-- START SUPPLIED DATA --
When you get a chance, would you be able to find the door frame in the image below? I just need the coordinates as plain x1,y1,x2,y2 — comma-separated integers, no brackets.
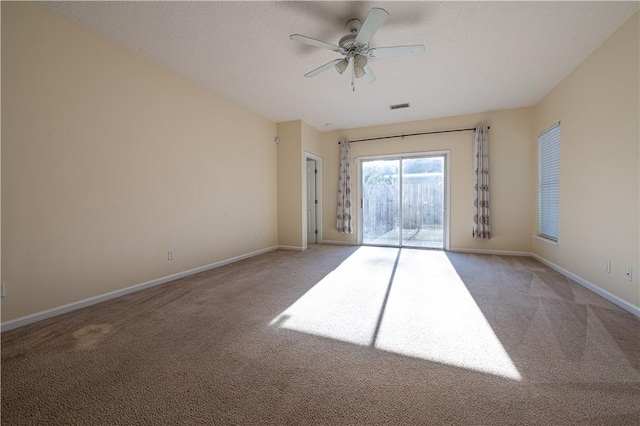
356,149,451,251
302,151,322,249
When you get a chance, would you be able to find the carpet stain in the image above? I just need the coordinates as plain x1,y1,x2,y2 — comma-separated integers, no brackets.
72,324,111,350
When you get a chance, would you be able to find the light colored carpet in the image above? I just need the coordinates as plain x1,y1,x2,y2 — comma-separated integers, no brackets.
1,246,640,425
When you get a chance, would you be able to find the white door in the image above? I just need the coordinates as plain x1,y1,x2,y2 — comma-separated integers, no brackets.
307,158,318,244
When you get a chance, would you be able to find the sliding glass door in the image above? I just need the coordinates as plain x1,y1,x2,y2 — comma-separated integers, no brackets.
360,155,446,249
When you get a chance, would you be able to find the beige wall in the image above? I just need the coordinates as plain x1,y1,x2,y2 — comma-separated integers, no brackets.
277,120,306,249
322,108,534,252
532,13,640,306
2,2,277,322
278,120,321,250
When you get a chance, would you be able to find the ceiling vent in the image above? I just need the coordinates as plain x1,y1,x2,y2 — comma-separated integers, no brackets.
389,104,409,110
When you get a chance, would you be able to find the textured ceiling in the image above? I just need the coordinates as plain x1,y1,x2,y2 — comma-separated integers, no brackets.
42,1,640,131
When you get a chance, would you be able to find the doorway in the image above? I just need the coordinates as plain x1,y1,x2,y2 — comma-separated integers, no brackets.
305,153,322,244
359,153,448,249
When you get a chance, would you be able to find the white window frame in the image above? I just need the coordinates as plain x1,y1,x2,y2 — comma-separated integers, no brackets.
537,122,560,244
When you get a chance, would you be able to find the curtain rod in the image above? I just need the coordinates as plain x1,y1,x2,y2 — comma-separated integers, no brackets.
338,127,491,145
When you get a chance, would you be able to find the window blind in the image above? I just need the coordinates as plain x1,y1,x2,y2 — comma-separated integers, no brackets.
538,123,560,241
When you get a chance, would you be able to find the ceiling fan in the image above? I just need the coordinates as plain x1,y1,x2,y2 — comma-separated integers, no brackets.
289,8,425,91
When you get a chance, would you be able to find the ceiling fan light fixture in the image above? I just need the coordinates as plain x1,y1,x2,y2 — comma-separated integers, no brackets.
336,59,349,74
353,54,368,68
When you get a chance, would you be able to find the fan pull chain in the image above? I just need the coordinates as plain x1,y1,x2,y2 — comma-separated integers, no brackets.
351,60,356,92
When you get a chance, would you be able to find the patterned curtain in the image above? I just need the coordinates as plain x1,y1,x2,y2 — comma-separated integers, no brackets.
337,140,353,234
473,126,491,240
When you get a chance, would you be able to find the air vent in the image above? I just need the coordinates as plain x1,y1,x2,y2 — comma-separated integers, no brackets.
389,104,409,109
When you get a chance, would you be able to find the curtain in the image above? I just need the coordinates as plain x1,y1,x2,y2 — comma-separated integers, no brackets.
473,126,491,240
337,140,353,234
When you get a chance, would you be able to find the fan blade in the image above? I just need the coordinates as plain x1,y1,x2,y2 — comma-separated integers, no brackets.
356,7,389,46
362,65,376,84
304,59,342,78
289,34,340,52
367,44,424,58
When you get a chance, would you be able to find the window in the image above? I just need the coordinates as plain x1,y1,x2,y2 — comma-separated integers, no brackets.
538,123,560,241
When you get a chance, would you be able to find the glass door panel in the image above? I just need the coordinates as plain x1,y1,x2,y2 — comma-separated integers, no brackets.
400,156,444,249
362,159,400,246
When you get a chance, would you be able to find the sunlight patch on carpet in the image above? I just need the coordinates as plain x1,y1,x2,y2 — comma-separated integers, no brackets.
270,247,521,380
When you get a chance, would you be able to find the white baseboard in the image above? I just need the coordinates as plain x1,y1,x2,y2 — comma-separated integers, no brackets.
0,246,278,333
447,248,532,257
531,253,640,318
322,240,360,246
278,246,307,251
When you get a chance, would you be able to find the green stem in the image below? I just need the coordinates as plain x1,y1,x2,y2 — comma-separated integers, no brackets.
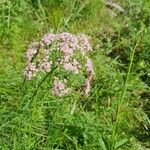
111,30,143,150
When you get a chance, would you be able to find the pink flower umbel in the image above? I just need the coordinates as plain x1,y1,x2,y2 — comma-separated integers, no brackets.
51,78,69,97
24,32,94,97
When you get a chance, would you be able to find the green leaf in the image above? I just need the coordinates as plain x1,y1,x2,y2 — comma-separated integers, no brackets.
99,136,107,150
115,138,129,149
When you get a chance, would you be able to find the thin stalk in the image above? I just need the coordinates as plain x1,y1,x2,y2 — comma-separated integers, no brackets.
111,30,143,150
23,67,57,110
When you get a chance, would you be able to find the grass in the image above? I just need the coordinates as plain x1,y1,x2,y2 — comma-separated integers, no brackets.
0,0,150,150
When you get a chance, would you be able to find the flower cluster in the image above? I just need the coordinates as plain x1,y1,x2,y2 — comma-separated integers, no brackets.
24,32,94,96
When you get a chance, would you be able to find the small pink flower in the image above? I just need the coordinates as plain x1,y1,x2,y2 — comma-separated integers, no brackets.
51,78,69,97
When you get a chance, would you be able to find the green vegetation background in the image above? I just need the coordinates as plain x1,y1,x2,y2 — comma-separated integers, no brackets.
0,0,150,150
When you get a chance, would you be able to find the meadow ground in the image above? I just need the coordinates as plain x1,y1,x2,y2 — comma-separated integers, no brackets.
0,0,150,150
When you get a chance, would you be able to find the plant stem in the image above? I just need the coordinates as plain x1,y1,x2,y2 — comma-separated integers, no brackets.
111,30,143,150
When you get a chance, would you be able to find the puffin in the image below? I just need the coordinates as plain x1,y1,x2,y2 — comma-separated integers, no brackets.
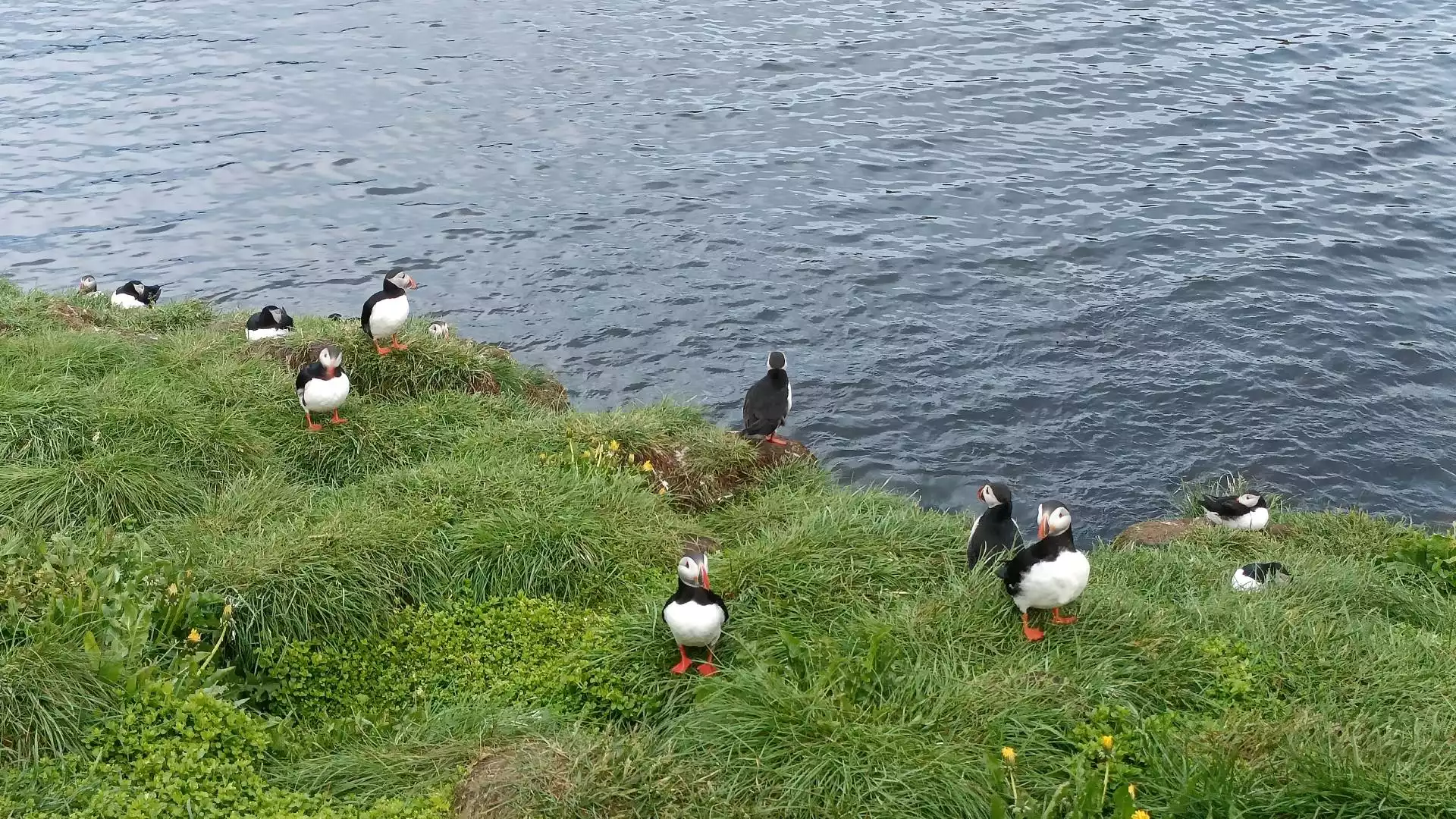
663,552,728,676
965,482,1022,568
247,305,293,341
359,270,419,356
111,278,150,310
1000,500,1092,642
1233,563,1294,592
1198,493,1269,532
293,345,350,431
741,350,793,446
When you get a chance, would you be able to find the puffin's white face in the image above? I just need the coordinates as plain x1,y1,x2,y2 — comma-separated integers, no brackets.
388,271,419,290
1037,503,1072,538
677,557,703,586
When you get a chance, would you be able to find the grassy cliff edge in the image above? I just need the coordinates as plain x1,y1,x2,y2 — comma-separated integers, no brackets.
0,283,1456,819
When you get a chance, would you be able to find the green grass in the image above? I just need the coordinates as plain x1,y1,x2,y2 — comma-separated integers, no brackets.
0,284,1456,819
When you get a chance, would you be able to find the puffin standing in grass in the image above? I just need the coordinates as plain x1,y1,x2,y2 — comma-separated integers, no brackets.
1198,493,1269,532
1000,501,1092,642
359,270,419,356
741,350,793,446
965,482,1022,568
663,552,728,676
1233,563,1294,592
293,345,350,431
111,278,150,310
247,305,293,341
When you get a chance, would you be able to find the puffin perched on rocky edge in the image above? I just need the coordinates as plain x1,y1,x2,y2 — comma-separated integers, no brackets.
1198,493,1269,532
739,350,793,446
965,482,1022,568
293,345,350,431
359,270,419,356
247,305,293,341
663,552,728,676
1000,500,1092,642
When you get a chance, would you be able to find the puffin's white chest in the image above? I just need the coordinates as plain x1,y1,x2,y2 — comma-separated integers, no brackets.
1013,549,1092,610
663,602,723,645
299,373,350,413
1203,506,1269,532
369,293,410,338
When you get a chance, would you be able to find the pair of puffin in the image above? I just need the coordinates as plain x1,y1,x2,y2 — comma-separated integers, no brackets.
738,350,793,446
965,482,1092,642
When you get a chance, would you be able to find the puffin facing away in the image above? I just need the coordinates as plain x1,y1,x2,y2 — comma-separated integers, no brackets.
359,270,419,356
293,347,350,431
741,350,793,446
663,552,728,676
111,278,150,310
247,305,293,341
965,482,1022,568
1233,563,1294,592
1198,493,1269,532
1002,501,1092,642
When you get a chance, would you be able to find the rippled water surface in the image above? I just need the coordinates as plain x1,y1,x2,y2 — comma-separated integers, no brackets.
0,0,1456,535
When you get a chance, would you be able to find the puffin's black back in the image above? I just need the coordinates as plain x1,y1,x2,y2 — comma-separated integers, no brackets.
742,370,789,436
999,529,1076,595
965,501,1022,568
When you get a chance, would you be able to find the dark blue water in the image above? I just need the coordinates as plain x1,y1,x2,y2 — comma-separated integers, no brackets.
0,0,1456,535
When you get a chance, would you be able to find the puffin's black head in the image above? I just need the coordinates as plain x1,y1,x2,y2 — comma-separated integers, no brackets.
677,552,708,588
1037,500,1072,538
384,270,419,290
975,481,1010,506
318,344,344,378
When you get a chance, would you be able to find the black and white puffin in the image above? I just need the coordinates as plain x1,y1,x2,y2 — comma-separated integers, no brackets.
1233,563,1293,592
1198,493,1269,532
965,482,1022,568
247,305,293,341
293,345,350,431
1002,501,1092,642
359,271,419,356
741,350,793,446
111,278,150,310
663,552,728,676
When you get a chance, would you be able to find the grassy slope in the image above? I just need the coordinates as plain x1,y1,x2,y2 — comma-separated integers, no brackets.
0,286,1456,817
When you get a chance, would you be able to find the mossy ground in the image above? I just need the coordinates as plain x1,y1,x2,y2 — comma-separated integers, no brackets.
0,286,1456,819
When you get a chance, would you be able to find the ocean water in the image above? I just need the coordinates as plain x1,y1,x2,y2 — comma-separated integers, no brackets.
0,0,1456,541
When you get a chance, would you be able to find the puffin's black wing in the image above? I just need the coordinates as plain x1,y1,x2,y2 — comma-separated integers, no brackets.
359,290,384,338
742,373,789,436
1198,495,1249,517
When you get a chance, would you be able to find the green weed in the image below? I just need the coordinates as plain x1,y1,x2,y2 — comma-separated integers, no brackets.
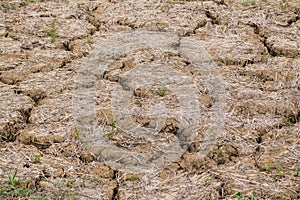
30,154,41,163
279,2,288,10
233,192,243,200
157,88,166,97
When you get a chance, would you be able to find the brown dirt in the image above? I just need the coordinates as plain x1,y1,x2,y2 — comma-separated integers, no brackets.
0,0,300,200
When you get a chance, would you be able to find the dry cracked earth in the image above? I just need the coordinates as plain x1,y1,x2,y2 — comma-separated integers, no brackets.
0,0,300,200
-- END SUPPLIED DATA --
EXERCISE TASK: Copy the records word for word, from their start through the line that contains "72,324,111,350", including that line. Leave the pictures out of your answer.

ANSWER FOR THE TASK:
When you get a chance, would you be able to find the door frame in the image below? I just need the coordinates as plain x1,y1,x2,y2 — comma-separated integers, no brackets.
356,149,451,251
302,151,322,249
When you get a chance, would you be able to find the carpet stain in the image above? I just need the coordinates as plain x1,y1,x2,y2 — comma-separated integers, no brackets.
72,324,111,350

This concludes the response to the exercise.